Q : M. Saputo, le Galaxy de Los Angeles verse 6,5 millions à David Beckham et le Red Bull de New York, 5,6 millions à Thierry Henry. Accorderiez-vous un salaire semblable à un joueur vedette ?

R : C'est une décision d'affaires. Cela doit avoir du sens sur le terrain et sur le plan du marketing. Si on embauche un joueur pareil, sa présence devra augmenter la vente de maillots et d'autres produits dérivés, en plus de nous donner l'occasion de participer à des matchs internationaux qui génèrent des revenus.

D'autre part, ce serait ridicule de mettre sous contrat un joueur à ce prix-là si on ne lui fournit pas des coéquipiers capables de le soutenir. Si on engage un buteur mais que personne ne lui fait de belles passes, on n'aura rien accompli, sauf lui faire mal ainsi qu'à l'équipe.

Un tel joueur ne doit pas venir à Montréal simplement pour l'argent. Il devra participer au développement de notre club, inspirer nos jeunes et communiquer avec eux.

Si on choisit cette direction, ça deviendra un investissement. Et comme tous les investissements, certains fonctionnent, d'autres pas.

Q : Serait-il préférable d'embaucher trois solides joueurs payés 2 millions chacun ?

R : L'important, c'est de trouver des gars animés par les bonnes motivations. Plus tôt cette année, nous avons négocié avec un joueur désigné. Il nous a finalement dit qu'il préférait attendre une offre éventuelle de New York ou Los Angeles. C'est clair qu'il ne serait pas venu à Montréal pour les bonnes raisons !

J'ai discuté de tout ça avec Nick De Santis (directeur sportif) et Jesse Marsch (entraîneur-chef) et je leur ai donné le OK pour embaucher des gars qui feront la différence. C'est peut-être mieux d'avoir trois joueurs de premier plan qui nous feront gagner, plutôt qu'un autre qui nous fera vendre plus de maillots. Notre philosophie, c'est d'abord d'être compétitifs et de remporter des victoires. Mais on étudiera toutes les possibilités.

Q : Jusqu'à maintenant, vous avez vendu 5000 abonnements saisonniers en vue de la saison 2012. Avez-vous bon espoir d'atteindre l'objectif de 15 000 ?
────────────────────────────────────────
**LISTE DES TÂCHES**:
[a] Recopiez tout le passage de l'entrevue avec M. Saputo, depuis "Q : M. Saputo, le" jusqu'à "génèrent des revenus.".
[b] Rédigez la suite de l'entrevue avec M. Saputo, à partir de l'endroit où elle s'arrête.
Les lignes qui suivent n'ont aucun rapport avec l'entrevue avec M. Saputo.

Entrées d'identification de lieux
────────────────────────────────────────
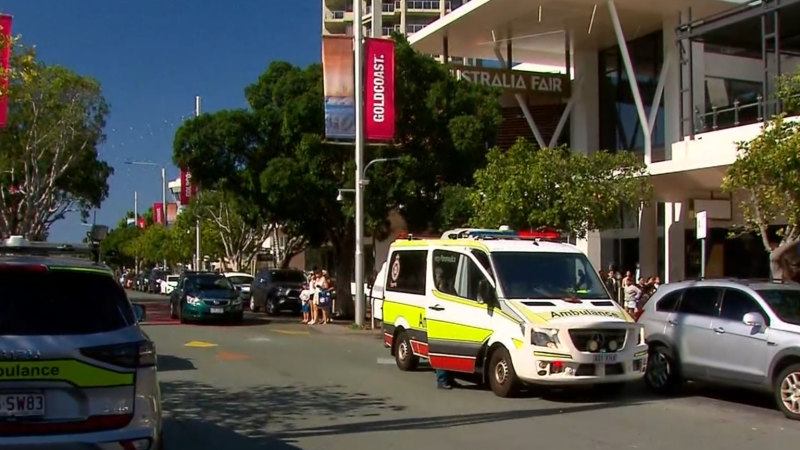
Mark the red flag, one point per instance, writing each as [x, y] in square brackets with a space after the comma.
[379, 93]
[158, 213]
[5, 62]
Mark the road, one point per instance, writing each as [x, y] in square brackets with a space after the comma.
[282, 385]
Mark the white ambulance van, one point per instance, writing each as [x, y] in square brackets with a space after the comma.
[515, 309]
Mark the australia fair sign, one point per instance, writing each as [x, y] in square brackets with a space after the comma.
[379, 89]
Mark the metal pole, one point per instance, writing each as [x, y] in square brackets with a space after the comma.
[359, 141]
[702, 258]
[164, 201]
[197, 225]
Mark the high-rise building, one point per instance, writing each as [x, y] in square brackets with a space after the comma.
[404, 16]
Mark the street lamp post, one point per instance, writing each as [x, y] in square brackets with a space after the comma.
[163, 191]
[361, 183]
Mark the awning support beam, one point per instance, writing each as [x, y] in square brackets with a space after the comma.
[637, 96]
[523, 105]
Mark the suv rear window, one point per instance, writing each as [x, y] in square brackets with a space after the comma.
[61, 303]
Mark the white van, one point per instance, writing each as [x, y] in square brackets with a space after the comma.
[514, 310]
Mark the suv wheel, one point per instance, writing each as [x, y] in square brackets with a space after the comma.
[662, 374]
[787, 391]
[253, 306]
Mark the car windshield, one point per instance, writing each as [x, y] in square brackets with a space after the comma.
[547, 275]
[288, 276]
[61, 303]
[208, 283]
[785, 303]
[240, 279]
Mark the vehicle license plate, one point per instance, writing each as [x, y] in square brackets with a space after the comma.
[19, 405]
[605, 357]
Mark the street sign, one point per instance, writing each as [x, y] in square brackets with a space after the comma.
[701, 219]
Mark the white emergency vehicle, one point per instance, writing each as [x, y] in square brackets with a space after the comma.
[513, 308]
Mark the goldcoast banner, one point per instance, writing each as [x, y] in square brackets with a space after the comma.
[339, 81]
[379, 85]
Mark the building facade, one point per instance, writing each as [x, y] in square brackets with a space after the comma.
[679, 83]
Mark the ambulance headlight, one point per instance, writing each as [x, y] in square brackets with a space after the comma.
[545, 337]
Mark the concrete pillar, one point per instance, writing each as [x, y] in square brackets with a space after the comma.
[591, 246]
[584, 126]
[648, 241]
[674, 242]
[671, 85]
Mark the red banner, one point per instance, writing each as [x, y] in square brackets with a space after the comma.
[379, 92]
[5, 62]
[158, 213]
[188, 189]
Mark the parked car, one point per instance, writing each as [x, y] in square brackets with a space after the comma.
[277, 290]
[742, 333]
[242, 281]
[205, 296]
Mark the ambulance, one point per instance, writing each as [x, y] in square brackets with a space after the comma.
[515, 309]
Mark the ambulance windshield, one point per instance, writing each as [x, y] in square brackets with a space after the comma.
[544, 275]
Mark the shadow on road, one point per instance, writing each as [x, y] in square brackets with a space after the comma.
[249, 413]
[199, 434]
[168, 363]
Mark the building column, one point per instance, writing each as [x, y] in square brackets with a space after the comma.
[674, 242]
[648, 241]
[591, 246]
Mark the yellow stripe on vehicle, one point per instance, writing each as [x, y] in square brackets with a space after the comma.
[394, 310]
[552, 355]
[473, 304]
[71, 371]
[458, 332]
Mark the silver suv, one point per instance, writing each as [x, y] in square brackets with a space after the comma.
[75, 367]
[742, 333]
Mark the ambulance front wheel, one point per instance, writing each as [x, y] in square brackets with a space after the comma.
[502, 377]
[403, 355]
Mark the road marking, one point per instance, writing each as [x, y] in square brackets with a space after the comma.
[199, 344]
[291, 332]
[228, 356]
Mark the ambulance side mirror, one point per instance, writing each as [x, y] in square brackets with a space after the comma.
────────────────────────────────────────
**CORRIGÉ**:
[a]
Q : M. Saputo, le Galaxy de Los Angeles verse 6,5 millions à David Beckham et le Red Bull de New York, 5,6 millions à Thierry Henry. Accorderiez-vous un salaire semblable à un joueur vedette ?

R : C'est une décision d'affaires. Cela doit avoir du sens sur le terrain et sur le plan du marketing. Si on embauche un joueur pareil, sa présence devra augmenter la vente de maillots et d'autres produits dérivés, en plus de nous donner l'occasion de participer à des matchs internationaux qui génèrent des revenus.

[b]
R :C'est un défi, car nous n'avons jamais eu une bonne base à ce niveau. À Montréal, les gens achètent souvent à la dernière minute. Mais je suis compétitif et j'espère qu'on fera aussi bien que d'autres équipes qui ont accédé à la MLS. Seattle a vendu 32 000 billets de saison ; Toronto, 16 000 ; Vancouver, 15 000...

Avec 5000 billets vendus aujourd'hui, je ne suis pas inquiet. Mais je serai content lorsqu'on atteindra notre premier plateau, établi à 8000. Et si notre objectif est de 15 000, notre budget a été établi sur la base de 13 000 billets de saison.

Q : Comment stimulerez-vous les ventes ?

R : Nous ferons plusieurs annonces au cours des prochaines semaines, dont le dévoilement du maillot le 1er décembre.

Pour l'instant, c'est difficile de confirmer l'arrivée de nouveaux joueurs. Le repêchage de l'expansion aura lieu le 23 novembre. On ne veut pas dévoiler nos cartes à nos adversaires, qui pourraient modifier leur liste de protection en conséquence.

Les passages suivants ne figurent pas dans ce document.